▶ Text shown
■ ■ ■ ■ ■

We cannot deny how quickly lighting technology is advancing, nor how certain technologies are taking over and replacing those of the past. However, units such as HMIs, tungsten and fluorescent fixtures continue to be major players on set, consistently proving effective for lighting specific scenes.
No matter what situation I am in, I make sure to have a variety of units to choose from for a scene, while still maintaining a level of specificity. Naturally, when on location, we run into an array of available units—incandescent bulbs, fluorescent overhead lighting, large windows. Every light we use to match available light or to supplement a source is going to have its own unique characteristics.
LED lighting LED units are rapidly showing up more predominately on set, both in the studio and on location. The great thing is that LEDs are becoming more accurate in terms of color and undeniably efficient with power. They can be turned on and off easily, without having to warm up like an HMI would. So for lighting gigs that need a quick save or strike, these are great.

■ ■ ■ ■ ■

▶ Written exercise 1
Using the lighting text, answer:
(a) Which kinds of units does it say continue to be major players on set?
(b) What available units does it say are met on location?
(c) What does an HMI have to do that an LED unit does not?

■ ■ ■ ■ ■

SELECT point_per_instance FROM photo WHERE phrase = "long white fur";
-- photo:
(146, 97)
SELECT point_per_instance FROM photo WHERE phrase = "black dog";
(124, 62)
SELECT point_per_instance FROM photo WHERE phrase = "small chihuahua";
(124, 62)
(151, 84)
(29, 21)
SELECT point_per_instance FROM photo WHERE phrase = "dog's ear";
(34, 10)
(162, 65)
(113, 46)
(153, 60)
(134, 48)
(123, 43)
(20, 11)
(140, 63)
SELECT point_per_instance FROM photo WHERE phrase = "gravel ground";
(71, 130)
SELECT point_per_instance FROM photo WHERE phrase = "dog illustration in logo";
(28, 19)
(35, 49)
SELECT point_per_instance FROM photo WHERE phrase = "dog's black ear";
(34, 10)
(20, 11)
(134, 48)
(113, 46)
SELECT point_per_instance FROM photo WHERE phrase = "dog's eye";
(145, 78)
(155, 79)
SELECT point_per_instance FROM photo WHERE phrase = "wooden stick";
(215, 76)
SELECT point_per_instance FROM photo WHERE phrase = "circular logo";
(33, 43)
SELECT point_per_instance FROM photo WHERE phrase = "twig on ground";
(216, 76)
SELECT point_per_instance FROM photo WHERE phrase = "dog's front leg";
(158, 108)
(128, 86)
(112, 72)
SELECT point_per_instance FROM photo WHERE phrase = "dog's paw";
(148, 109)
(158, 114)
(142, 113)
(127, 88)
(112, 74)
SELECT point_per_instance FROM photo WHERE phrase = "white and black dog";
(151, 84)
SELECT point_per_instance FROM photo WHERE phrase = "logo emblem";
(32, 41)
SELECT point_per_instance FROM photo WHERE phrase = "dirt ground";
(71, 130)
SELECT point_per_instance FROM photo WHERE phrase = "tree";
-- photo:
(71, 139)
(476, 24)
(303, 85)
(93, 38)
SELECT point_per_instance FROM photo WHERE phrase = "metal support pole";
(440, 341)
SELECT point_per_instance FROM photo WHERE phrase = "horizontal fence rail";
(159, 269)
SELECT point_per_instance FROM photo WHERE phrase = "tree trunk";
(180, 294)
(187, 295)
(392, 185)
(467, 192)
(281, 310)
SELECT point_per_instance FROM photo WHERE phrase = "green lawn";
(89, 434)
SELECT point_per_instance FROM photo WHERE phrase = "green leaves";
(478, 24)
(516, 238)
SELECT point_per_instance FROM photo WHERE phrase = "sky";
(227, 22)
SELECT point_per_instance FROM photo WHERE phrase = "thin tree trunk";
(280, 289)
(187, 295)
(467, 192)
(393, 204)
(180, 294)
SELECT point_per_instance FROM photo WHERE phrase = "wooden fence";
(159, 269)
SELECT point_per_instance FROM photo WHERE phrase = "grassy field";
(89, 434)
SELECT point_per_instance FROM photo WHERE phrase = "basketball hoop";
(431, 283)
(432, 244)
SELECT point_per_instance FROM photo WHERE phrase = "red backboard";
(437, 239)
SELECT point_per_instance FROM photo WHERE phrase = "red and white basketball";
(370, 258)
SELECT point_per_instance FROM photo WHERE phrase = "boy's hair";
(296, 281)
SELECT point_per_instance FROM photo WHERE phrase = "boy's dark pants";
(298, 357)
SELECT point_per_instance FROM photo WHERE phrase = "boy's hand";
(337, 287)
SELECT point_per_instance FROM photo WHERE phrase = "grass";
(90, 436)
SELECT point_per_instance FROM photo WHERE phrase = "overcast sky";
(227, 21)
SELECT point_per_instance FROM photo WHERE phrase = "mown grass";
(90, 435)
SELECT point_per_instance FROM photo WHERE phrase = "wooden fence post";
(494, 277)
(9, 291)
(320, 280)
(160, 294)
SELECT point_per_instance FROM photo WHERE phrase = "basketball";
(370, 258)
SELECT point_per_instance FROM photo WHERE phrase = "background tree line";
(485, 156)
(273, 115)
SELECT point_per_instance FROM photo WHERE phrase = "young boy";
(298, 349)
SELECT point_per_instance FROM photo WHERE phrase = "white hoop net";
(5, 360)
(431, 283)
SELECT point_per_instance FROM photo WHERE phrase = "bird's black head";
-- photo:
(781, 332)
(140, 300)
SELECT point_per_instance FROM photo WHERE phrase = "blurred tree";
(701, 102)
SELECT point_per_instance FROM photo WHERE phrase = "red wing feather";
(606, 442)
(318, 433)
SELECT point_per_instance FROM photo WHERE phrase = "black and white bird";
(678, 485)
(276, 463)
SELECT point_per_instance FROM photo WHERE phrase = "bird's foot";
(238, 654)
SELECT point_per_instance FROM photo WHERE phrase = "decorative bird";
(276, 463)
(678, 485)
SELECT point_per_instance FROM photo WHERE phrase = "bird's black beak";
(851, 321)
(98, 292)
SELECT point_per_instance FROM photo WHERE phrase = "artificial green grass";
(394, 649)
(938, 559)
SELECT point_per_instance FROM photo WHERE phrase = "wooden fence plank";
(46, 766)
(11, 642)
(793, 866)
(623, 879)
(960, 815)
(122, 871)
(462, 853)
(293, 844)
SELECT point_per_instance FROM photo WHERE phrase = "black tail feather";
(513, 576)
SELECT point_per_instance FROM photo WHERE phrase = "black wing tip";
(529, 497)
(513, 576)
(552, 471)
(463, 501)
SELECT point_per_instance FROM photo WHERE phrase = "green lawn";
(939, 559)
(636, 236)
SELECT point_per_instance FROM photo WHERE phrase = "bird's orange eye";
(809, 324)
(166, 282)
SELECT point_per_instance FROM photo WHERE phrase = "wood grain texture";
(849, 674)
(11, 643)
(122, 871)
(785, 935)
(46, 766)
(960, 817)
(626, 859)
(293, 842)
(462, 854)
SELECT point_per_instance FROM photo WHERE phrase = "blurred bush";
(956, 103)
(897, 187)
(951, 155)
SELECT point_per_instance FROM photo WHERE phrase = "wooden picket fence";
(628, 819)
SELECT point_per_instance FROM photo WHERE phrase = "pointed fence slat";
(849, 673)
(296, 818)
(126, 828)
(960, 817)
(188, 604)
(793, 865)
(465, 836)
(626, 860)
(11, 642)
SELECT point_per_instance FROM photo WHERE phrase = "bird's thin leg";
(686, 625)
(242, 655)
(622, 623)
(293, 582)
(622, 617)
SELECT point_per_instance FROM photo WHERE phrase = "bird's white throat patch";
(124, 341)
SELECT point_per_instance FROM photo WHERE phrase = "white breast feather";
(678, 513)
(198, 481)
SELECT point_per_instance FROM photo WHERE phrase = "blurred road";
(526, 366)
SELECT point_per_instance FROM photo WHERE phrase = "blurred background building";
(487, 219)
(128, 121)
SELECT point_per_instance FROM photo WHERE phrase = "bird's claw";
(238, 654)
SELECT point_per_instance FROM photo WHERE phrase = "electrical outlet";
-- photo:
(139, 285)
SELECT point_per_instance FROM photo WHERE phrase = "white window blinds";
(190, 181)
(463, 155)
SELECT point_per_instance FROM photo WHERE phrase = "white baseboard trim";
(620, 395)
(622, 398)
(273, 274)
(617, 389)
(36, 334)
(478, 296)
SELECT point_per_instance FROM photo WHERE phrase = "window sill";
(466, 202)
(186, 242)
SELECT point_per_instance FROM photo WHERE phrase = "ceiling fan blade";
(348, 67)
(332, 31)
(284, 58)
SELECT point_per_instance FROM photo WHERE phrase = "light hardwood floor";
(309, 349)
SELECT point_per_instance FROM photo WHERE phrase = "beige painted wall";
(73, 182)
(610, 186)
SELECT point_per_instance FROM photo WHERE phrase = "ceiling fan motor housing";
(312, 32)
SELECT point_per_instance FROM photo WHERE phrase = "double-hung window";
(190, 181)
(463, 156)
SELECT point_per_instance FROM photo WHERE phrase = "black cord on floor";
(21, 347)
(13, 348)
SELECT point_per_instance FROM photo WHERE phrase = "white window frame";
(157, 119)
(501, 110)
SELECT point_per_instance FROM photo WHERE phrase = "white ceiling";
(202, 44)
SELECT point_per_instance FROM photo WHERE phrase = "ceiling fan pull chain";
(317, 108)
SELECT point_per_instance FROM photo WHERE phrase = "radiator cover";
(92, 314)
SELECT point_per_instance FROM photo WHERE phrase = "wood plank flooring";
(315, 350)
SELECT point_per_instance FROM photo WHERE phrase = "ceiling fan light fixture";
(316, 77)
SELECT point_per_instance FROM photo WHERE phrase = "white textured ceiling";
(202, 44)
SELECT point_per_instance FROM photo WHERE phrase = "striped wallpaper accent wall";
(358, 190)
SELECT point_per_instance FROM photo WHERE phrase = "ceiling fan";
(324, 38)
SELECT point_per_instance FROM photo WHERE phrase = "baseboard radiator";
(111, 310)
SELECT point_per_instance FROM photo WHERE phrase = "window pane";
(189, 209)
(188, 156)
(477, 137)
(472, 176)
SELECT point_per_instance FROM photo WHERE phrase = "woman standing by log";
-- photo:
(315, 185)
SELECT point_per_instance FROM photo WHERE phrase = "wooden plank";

■ ■ ■ ■ ■

▶ Written exercise 2
List every line of the entries above that contains the string "trunk".

▶ Task result 1
(a) HMIs, tungsten and fluorescent fixtures.
(b) Incandescent bulbs, fluorescent overhead lighting and large windows.
(c) Warm up.

▶ Task result 2
SELECT point_per_instance FROM photo WHERE phrase = "tree trunk";
SELECT point_per_instance FROM photo WHERE phrase = "thin tree trunk";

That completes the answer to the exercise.